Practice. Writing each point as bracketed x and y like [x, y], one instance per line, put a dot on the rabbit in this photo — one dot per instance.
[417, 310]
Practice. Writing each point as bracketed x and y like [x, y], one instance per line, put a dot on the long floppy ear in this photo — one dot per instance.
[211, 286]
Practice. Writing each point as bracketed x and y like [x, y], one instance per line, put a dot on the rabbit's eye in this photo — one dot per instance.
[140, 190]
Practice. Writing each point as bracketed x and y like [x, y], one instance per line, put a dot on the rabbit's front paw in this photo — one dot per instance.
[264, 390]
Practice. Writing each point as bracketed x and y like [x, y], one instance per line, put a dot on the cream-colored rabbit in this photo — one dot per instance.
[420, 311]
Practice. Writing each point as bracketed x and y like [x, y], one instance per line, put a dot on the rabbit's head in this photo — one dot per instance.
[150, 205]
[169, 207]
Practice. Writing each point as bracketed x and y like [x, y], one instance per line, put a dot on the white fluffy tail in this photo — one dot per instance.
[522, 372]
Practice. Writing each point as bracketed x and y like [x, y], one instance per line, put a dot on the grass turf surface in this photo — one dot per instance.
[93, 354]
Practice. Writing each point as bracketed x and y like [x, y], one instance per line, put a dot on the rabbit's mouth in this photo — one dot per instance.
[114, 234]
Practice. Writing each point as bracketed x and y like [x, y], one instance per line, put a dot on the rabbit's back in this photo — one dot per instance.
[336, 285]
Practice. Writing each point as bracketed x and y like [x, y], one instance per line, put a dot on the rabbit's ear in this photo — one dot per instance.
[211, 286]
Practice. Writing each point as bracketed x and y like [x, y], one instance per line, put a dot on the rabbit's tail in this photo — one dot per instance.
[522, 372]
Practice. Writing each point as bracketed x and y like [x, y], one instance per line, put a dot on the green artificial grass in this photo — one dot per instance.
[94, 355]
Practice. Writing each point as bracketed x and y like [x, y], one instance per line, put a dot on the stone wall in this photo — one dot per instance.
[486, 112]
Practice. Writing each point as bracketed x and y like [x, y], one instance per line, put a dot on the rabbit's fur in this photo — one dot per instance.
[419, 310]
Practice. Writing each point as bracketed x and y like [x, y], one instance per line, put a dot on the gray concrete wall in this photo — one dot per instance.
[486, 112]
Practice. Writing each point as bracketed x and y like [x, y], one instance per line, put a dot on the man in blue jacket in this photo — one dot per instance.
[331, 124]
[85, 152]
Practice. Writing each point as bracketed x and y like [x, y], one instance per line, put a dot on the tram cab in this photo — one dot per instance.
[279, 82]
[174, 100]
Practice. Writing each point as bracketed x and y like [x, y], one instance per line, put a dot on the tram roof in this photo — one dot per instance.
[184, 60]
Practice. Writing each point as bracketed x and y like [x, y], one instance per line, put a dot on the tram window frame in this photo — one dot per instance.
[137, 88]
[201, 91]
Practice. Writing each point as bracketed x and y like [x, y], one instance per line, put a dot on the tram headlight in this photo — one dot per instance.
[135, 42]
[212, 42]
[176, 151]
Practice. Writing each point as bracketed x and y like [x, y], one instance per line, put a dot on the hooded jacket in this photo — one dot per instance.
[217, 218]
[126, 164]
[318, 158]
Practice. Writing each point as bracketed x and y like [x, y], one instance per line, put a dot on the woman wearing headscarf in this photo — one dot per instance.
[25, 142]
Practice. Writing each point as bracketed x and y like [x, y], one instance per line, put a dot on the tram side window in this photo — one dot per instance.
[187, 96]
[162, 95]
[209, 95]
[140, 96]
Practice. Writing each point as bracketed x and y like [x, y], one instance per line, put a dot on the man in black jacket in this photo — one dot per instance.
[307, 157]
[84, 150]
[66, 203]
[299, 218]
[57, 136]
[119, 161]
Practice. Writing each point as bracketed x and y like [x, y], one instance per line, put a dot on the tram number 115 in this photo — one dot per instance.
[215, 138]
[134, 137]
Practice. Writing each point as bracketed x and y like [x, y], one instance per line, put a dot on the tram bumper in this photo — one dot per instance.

YOUR GOAL>
A verbatim copy of every entry is needed.

REPLY TO THE EXERCISE>
Practice. Writing each point as bracketed x and y like [x, y], one instance per line, put a dot on the rabbit in this photo — one dot per instance.
[417, 310]
Practice. Writing each point as bracketed x and y like [x, y], one instance per line, put a dot on the long floppy ear in this photo — one dot per instance.
[211, 286]
Practice. Writing each point as bracketed x and y like [x, y], one instance per line, put a dot on the rabbit's eye in this photo — one dot per instance.
[140, 190]
Practice. Writing each point as bracketed x and y like [x, y], one instance per line, put a dot on the rabbit's front paw in this photo — one dot per instance.
[264, 390]
Practice. Writing each point as bracketed x and y like [x, y], one instance per line, put a dot on the cream-colored rabbit in this photo — one dot per instance.
[420, 311]
Practice. Writing each point as bracketed x and y like [x, y], one instance per line, put a dot on the rabbit's head in this photo — one dot per instance.
[150, 205]
[169, 207]
Practice. Writing each point as bracketed x and y like [x, y], one instance per line, put a dot on the white fluffy tail in this photo — one dot per instance.
[522, 372]
Practice. Writing each point as bracketed x and y like [x, y], one instance per line, put a dot on the grass turf surface in this photo — one dot per instance.
[93, 354]
Practice. Writing each point as bracketed x and y like [x, y], one instance per line, put a dot on the rabbit's mouth in this photo — one dot per instance.
[114, 234]
Practice. Writing each point as bracketed x and y like [x, y], one instance per line, put a dot on the rabbit's back in this photo — one dot per instance.
[336, 285]
Practice. Writing each point as bracketed x and y like [x, y], one instance per line, put a dot on the rabbit's ear in this photo — one dot per instance.
[211, 286]
Practice. Writing each point as bracketed x and y like [x, y], one instance per line, put a dot on the rabbit's tail in this photo — one dot per instance.
[522, 372]
Practice. Writing each point as bracketed x and y like [x, y], one instance per line, put a dot on the green artificial grass in this photo — one dot per instance.
[94, 355]
Practice. Writing each point as bracketed x and y like [x, y], one instance per line, put a dot on the stone wall in this photo — one dot per instance.
[486, 112]
Practice. Writing each point as bracketed x and y like [x, y], one instance per line, put a dot on the rabbit's fur in this photo — one dot per instance.
[419, 310]
Practice. Writing each point as bracketed x and y like [x, y], one instance per line, put a dot on the gray concrete wall in this photo — one dot per instance.
[486, 112]
Practice. Writing each point as bracketed x and y like [x, y], one instance per line, put a dot on the man in blue jacket in this photo — one dot per instance.
[331, 124]
[85, 152]
Practice. Writing each point as bracketed x and y like [x, y], one instance per line, put a dot on the tram cab in this photo — one dot per instance.
[279, 82]
[174, 100]
Practice. Writing each point as bracketed x and y like [x, y], one instance per line, put a dot on the tram roof in this photo — one dot per instance.
[184, 60]
Practice. Writing each point as bracketed x and y like [x, y], one instance per line, put a dot on the tram window frame in this photo — one dot per instance.
[137, 88]
[201, 91]
Practice. Writing each point as bracketed x and y like [x, y], one instance per line, put a dot on the tram headlight in this photo — one dot per instance.
[135, 42]
[212, 42]
[176, 151]
Practice. Writing each point as bracketed x and y like [x, y], one instance per line, put a dot on the hooded jacket in this photo — one dot per instance.
[217, 218]
[126, 164]
[318, 158]
Practice. Writing each point as bracketed x and y like [x, y], one instance per line, put a dot on the woman wearing headscarf in this photo — one dot per instance.
[25, 142]
Practice. Writing each point as bracketed x and y like [x, y], one instance per line, put a dot on the tram side window in this photo — one dot per instance.
[187, 96]
[162, 95]
[209, 95]
[140, 96]
Practice. Writing each point as bracketed x and y like [x, y], one instance per line, put a dot on the man in black jacket in this photo — one dot per instance.
[307, 157]
[84, 150]
[66, 203]
[299, 218]
[57, 136]
[119, 161]
Practice. Writing each point as bracketed x and y like [x, y], one instance per line, put a dot on the tram number 115 in this photo — one dot per instance.
[215, 138]
[134, 137]
Practice. Writing each point as bracketed x and y like [x, y], one instance per line, put a dot on the tram bumper in this photo — one dot per instance.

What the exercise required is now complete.